§ PAGE EXTRACT
####################
According to Felix Fernando, there are roughly 350 export-oriented ready-made garments in Srilanka. At the height of the pandemic, the industry was able to secure orders for PPE. Although the industry could not completely utilise the opportunity due to compliance issues, it was able to generate revenues amounting to half a billion dollars.

Previously, Srilankan RMG sector was growing steadily at the rate of 5-7% for the past five years. Compared to last year, the export volume for January to August declined by 25% due to the pandemic. Srilanka’s RMG exports are heavily dependant on two key markets, the EU and USA. Although the markets have shown signs of coming back to normalcy, stakeholders in the sector are sceptical about a second wave in the winter.

Except for the ones manufacturing PPE(s), most factories in Srilanka remained closed at the initial stages of the pandemic. Despite the shutdown (March-April), the factories had to pay full salaries of the workers as directed by the government. As the situation improved, the factories were allowed to re-open gradually with limited capacity, ultimately restoring to full power by June.
####################
§ EXERCISE 1
Rewrite the paragraph of the garment-industry excerpt that begins "Previously, Srilankan RMG sector" as a short bulleted list that keeps its main facts.
§ EXERCISE 2
Copy the stretch of the garment-industry excerpt from "According to Felix" through "in the winter." word for word.
§ EXERCISE 3
Continue the garment-industry excerpt from where it stops.
The material that follows is separate from the excerpt on the garment industry.

§ RAW DATA
####################
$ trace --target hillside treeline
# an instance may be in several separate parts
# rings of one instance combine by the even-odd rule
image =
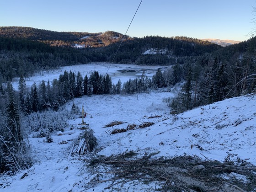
####################
§ YOUR RESPONSE 1
- The RMG sector had grown steadily at 5-7% a year over the past five years.
- Export volume for January to August fell 25% from the year before because of the pandemic.
- Exports rely heavily on two key markets, the EU and the USA.
- Those markets show signs of returning to normal, but stakeholders are skeptical about a second wave in the winter.

§ YOUR RESPONSE 2
According to Felix Fernando, there are roughly 350 export-oriented ready-made garments in Srilanka. At the height of the pandemic, the industry was able to secure orders for PPE. Although the industry could not completely utilise the opportunity due to compliance issues, it was able to generate revenues amounting to half a billion dollars.

Previously, Srilankan RMG sector was growing steadily at the rate of 5-7% for the past five years. Compared to last year, the export volume for January to August declined by 25% due to the pandemic. Srilanka’s RMG exports are heavily dependant on two key markets, the EU and USA. Although the markets have shown signs of coming back to normalcy, stakeholders in the sector are sceptical about a second wave in the winter.

§ YOUR RESPONSE 3
Concurrently, the government allowed RMG factories to pay 50% of salaries for the workers not being able to come to work. Also, large companies initiated partial shutdowns of factories to assimilate to the situation. The factories also used a rooster system for the workers to ensure workers do not lose their jobs. They also used other cost-cutting initiatives like reducing overtime. Government incentives like temporary working capital loans were invaluable. Unlike Bangladesh, the cancellations were not as drastic, there were only three cancellations, and their amount was not as significant.

A.F.M Nurur Rahman shared a similar experience; the Bangladeshi RMG sector has also taken a massive hit from the pandemic as the cancellations have been far more damaging to the industry. Analogous to Srilanka, Bangladesh’s RMG exports are heavily dependant of the US, EU and other G20 countries and the economic forecast for the countries are not very encouraging. The disruption started in December 2019 has been prevalent throughout 2020.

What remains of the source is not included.